Data in this exercise
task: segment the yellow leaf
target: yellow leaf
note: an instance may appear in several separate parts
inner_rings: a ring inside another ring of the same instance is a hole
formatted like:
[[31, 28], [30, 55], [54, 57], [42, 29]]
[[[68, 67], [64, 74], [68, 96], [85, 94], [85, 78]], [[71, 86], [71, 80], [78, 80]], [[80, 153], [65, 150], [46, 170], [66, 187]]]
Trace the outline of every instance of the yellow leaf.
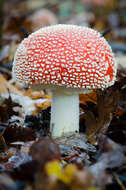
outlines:
[[70, 184], [73, 176], [77, 172], [77, 167], [73, 164], [67, 165], [62, 172], [60, 180], [66, 184]]
[[88, 190], [100, 190], [98, 187], [89, 187]]
[[73, 176], [77, 172], [77, 167], [74, 164], [69, 164], [63, 168], [59, 161], [52, 161], [46, 164], [47, 175], [56, 176], [57, 179], [61, 180], [65, 184], [70, 184]]
[[48, 162], [45, 167], [47, 175], [54, 175], [58, 179], [61, 177], [62, 168], [60, 162], [55, 160], [52, 162]]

Aim of the exercise
Copy out the stretch from the start of the records through the line containing "[[31, 28], [30, 55], [54, 57], [42, 29]]", replacing "yellow leaf" with "green leaf" each time it appears and leaving everything else unchanged.

Response for this exercise
task: segment the green leaf
target: green leaf
note: an instance may appear in several separate parts
inner_rings: a ring inside another ring of the same instance is a hole
formatted like:
[[31, 28], [30, 55], [54, 57], [42, 29]]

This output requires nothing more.